Dataset excerpts on object pointing:
··········

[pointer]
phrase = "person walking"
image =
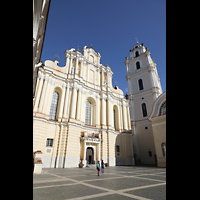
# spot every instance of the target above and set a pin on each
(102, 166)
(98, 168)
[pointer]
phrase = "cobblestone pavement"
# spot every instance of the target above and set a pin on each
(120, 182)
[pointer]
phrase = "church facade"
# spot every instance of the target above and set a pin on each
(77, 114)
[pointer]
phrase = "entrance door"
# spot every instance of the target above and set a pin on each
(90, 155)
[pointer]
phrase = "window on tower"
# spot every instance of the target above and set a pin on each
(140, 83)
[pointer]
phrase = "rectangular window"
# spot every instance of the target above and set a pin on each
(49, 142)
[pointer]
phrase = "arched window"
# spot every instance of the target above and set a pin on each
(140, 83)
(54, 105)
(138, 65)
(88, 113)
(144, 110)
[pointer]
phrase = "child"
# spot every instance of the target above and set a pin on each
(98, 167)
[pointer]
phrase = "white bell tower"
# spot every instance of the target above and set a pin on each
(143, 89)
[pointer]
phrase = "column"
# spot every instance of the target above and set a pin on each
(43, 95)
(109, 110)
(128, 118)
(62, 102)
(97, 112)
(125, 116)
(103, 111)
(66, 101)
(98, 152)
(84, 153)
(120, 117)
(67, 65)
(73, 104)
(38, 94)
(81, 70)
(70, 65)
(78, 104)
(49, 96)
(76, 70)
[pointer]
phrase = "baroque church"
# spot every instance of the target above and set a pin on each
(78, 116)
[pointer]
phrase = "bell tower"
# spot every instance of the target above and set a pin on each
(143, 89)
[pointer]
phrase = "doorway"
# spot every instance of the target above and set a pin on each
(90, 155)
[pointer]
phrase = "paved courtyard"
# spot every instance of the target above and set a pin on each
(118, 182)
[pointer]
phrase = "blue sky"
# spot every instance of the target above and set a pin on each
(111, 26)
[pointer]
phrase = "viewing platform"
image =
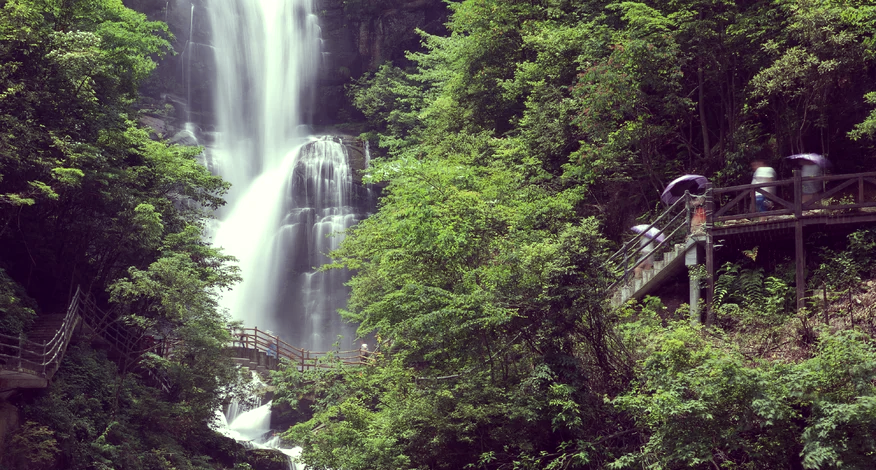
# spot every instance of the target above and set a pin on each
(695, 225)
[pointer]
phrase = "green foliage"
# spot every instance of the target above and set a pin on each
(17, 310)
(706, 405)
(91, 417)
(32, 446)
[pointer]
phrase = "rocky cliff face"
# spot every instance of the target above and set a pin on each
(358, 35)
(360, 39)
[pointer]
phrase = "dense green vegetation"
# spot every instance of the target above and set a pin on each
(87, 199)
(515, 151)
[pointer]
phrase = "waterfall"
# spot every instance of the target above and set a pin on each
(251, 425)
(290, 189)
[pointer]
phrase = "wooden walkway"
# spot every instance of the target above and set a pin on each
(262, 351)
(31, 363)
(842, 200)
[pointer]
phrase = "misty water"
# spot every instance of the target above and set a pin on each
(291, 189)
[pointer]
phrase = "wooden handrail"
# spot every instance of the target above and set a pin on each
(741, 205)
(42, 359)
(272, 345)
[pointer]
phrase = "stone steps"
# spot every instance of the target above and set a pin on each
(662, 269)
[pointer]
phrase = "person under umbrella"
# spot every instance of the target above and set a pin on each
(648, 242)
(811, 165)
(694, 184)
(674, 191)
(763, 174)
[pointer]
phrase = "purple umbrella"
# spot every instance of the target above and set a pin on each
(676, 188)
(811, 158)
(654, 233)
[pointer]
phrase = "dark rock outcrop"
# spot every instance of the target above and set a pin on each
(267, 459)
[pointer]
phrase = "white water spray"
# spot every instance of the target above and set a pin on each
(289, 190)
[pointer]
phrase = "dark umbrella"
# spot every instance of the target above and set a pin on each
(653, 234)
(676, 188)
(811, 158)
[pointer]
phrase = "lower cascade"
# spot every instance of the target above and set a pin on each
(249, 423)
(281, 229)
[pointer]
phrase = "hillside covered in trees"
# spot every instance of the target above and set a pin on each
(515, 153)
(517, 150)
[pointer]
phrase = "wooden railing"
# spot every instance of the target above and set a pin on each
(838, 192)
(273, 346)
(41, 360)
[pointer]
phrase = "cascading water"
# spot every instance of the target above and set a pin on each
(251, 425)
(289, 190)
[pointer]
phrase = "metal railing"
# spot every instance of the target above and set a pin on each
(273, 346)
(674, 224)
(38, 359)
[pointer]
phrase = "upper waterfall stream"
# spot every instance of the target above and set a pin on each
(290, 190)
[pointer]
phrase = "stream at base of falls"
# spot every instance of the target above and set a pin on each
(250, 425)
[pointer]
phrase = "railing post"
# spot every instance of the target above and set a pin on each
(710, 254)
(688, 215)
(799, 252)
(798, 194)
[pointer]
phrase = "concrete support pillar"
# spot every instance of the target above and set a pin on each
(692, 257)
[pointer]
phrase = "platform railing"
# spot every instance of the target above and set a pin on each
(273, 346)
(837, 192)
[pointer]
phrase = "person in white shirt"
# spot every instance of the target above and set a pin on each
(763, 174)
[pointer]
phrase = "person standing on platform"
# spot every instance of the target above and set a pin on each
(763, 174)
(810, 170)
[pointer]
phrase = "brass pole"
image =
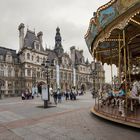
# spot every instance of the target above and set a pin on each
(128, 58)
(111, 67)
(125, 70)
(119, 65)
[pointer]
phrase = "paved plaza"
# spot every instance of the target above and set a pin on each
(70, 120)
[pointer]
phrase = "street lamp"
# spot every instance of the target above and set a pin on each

··········

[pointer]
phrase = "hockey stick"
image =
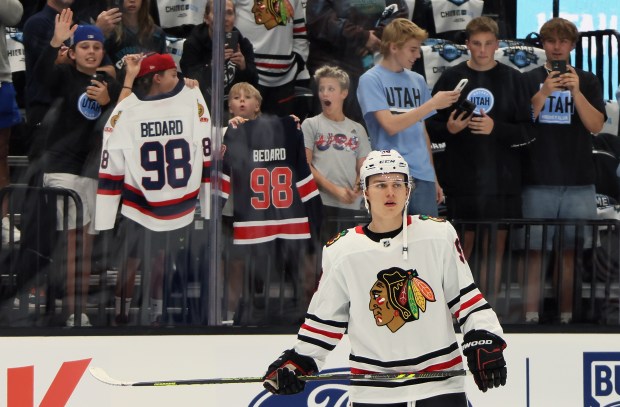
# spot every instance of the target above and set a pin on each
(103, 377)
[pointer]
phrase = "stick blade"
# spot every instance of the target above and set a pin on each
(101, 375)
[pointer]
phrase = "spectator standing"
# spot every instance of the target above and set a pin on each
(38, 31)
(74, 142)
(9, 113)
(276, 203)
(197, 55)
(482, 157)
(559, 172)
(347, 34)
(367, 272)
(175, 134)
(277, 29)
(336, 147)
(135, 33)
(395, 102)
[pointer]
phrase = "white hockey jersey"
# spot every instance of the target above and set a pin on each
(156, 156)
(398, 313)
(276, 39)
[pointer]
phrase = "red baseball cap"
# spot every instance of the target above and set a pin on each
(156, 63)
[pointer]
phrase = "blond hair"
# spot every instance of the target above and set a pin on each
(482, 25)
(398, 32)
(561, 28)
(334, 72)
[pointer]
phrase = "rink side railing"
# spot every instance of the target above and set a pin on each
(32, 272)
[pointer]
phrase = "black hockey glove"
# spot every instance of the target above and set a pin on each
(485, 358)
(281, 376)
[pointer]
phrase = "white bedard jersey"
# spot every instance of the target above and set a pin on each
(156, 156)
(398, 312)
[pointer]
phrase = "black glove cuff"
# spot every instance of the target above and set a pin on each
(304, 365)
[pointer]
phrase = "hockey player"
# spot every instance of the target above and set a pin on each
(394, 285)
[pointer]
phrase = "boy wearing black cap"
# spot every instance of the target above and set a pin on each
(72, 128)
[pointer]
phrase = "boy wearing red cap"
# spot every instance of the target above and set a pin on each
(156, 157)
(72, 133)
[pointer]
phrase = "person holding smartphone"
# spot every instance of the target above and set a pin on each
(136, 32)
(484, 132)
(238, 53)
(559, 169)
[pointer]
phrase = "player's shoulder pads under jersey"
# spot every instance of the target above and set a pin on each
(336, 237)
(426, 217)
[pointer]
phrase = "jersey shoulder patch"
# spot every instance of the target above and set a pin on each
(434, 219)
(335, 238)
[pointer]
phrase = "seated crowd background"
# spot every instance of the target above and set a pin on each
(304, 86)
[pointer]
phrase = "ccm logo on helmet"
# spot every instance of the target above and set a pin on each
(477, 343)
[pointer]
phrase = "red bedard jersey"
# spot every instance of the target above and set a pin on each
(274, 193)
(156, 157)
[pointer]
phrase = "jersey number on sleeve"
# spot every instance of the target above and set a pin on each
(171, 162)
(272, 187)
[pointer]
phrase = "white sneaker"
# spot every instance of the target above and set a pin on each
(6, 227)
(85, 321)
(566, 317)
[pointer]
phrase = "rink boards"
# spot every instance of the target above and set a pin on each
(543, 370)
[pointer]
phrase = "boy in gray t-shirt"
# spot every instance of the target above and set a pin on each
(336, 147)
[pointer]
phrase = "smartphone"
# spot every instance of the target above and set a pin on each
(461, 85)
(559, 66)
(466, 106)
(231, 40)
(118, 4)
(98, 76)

··········

## To be done
Tally the lines of the items that contain the string "player", with case counting. Give only the number.

## Answer for the task
2